* **Source passage**:
The federal Centers for Medicare & Medicaid Services this week issued an interim rule laying out how states must verify whether Medicaid recipients meet new work requirements, giving officials their first detailed implementation guidance ahead of a January 1, 2027, compliance deadline.
The new requirements, written into law through legislation Congress passed last year, will affect roughly 20 million adults who gained Medicaid coverage through the Affordable Care Act’s expansion provisions. Under the law, adults in expansion states must demonstrate at least 80 hours per month of employment, education, job training, or community service to retain coverage. States that expanded Medicaid — 40 states plus the District of Columbia — are subject to the mandate.
What the Guidance Covers
The interim rule clarifies several disputed aspects of the law, including how states should identify and exempt individuals deemed “medically frail,” how to notify current Medicaid enrollees about the new obligations, and what documentation methods are acceptable for verifying eligibility. The rule also permits a one-time self-attestation of exempt status before formal documentation is required.
CMS Administrator Dr. Mehmet Oz framed the guidance as an opportunity for low-income adults. “This rule helps Americans build skills and independence through work, education, job training, or community service, creating new opportunities for themselves and their families,” Oz said in a statement accompanying the release.
States Push Back on Timeline
Despite the new guidance, a group of Democratic governors has raised alarms that the timeline remains unworkable. Oregon Governor Tina Kotek, leading a six-state coalition, asked the Trump administration last week to slow the rollout. “States are being asked to carry out a complicated federal mandate without clear rules, without enough time, and with the risk that eligible people lose health care because of paperwork problems and system failures,” Kotek said.

* **Information supplied**:
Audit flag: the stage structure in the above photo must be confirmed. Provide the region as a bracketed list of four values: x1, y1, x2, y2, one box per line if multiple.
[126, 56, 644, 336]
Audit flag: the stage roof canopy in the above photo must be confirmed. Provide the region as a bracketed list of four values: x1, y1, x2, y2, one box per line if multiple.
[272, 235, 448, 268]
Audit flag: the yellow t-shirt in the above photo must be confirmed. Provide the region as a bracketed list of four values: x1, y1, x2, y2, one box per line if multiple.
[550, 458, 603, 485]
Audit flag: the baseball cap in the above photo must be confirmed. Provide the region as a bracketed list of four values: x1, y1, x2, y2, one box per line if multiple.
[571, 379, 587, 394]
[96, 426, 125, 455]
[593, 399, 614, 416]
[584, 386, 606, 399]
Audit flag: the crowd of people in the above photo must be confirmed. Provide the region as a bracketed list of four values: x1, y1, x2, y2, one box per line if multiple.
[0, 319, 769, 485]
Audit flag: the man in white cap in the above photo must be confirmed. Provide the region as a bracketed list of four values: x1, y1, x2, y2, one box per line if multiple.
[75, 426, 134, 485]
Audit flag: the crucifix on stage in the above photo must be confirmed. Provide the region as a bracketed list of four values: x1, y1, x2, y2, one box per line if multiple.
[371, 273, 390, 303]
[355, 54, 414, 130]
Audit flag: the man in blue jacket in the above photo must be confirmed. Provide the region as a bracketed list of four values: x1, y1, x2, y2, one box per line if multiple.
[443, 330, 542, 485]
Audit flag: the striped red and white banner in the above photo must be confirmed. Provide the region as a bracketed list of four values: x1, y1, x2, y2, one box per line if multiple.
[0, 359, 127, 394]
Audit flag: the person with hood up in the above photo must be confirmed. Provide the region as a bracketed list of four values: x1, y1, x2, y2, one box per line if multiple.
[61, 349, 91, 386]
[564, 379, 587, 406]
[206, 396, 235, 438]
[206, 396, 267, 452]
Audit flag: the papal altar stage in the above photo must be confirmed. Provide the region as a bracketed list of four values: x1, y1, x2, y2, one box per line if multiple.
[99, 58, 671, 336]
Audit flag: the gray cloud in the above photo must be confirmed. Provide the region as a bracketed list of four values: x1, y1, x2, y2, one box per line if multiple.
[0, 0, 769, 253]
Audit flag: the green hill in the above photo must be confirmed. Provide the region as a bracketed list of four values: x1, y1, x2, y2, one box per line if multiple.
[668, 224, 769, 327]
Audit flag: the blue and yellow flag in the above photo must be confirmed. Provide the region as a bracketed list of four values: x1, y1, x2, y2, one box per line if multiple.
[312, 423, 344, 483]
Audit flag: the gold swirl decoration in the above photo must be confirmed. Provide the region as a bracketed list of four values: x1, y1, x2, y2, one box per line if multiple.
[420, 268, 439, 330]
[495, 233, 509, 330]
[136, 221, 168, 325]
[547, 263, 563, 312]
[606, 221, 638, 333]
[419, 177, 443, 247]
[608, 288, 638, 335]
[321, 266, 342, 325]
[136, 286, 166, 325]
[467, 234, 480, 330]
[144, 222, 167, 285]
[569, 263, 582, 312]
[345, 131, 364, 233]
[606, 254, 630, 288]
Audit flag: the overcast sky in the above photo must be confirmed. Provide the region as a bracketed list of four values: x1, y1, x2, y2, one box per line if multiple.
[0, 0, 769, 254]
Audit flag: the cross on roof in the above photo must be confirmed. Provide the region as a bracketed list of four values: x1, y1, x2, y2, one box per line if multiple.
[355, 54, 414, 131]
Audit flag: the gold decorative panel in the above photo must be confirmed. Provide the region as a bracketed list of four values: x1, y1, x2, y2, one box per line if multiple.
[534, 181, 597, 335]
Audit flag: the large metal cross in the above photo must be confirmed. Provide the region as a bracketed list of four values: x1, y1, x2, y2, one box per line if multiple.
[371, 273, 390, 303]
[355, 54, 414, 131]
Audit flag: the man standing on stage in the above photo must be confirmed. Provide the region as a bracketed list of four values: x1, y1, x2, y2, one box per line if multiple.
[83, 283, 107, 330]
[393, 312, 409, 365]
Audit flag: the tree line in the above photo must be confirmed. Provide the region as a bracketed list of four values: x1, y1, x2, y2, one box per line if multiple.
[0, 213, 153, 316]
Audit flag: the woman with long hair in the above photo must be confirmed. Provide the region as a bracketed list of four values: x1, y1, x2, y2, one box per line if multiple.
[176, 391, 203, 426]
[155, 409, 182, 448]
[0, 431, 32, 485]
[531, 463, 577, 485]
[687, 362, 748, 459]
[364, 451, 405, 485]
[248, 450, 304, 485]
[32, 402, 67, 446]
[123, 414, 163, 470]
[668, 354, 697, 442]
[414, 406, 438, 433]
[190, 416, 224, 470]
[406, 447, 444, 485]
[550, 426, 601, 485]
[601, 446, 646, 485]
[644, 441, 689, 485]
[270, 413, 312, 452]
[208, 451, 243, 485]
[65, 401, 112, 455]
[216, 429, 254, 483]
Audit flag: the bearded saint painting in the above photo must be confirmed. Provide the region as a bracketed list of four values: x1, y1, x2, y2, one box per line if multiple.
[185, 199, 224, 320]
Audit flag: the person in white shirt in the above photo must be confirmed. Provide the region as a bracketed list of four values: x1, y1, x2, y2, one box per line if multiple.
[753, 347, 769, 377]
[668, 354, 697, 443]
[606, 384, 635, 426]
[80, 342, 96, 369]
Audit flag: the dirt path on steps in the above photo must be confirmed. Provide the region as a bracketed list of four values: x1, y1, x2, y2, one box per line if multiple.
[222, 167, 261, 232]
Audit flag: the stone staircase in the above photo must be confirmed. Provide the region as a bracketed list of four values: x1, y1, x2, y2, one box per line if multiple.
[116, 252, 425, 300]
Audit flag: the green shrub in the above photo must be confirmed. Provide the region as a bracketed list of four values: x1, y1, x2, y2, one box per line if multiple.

* **Work to be completed**: Continue the Medicaid work requirements article from the end of its final sentence, beyond the data.

* **Answer space**:
State officials have argued that building out the technical infrastructure to verify work status for millions of enrollees within roughly 18 months presents serious administrative risks — particularly for individuals who may qualify for exemptions but face documentation hurdles.
By the Numbers
The scale of potential coverage changes has drawn significant attention from health policy researchers:
- 20 million Medicaid expansion enrollees will be subject to the work requirement verification process
- Expansion enrollees represent approximately 30% of the total Medicaid population
- An Urban Institute analysis projects that between 3 million and 7 million people could lose coverage as a result of the requirements
- In Arkansas, when work requirements were briefly implemented in 2018, 18,000 adults lost coverage before a federal court halted the policy less than a year later
- Research on the Arkansas program found that employment rates among affected adults did not increase as a result of the policy
Historical Precedent and the Policy Debate
The Arkansas experience remains central to the debate over whether work requirements achieve their stated goals. Studies of that pilot program found no meaningful increase in employment, and enrollees who lost coverage reported difficulty paying medical bills, delaying care, and going without medications. Separate data indicates that most Medicaid enrollees under age 65 are already employed.
Supporters of the current requirements counter that the federal framework includes broader exemptions than previous efforts, particularly the expanded “medically frail” category, and that the self-attestation option reduces the immediate paperwork burden on individuals who qualify for an exemption.
The debate over Medicaid policy and federal-state friction has intensified in recent months across several states navigating shifting federal expectations around program administration and eligibility standards.
What’s Next
States now face the task of translating the interim rule into operational systems — updating enrollment platforms, designing outreach programs, and training caseworkers — before the January 2027 deadline. Whether the federal government will grant extensions to states that demonstrate they cannot meet the timeline remains an open question. Legal challenges to the work requirement provisions are also considered likely, given the litigation history surrounding earlier state-level attempts.
New Hampshire, like other expansion states, will need to assess its current Medicaid infrastructure and determine what changes are required to comply with the new federal mandate by the end of next year.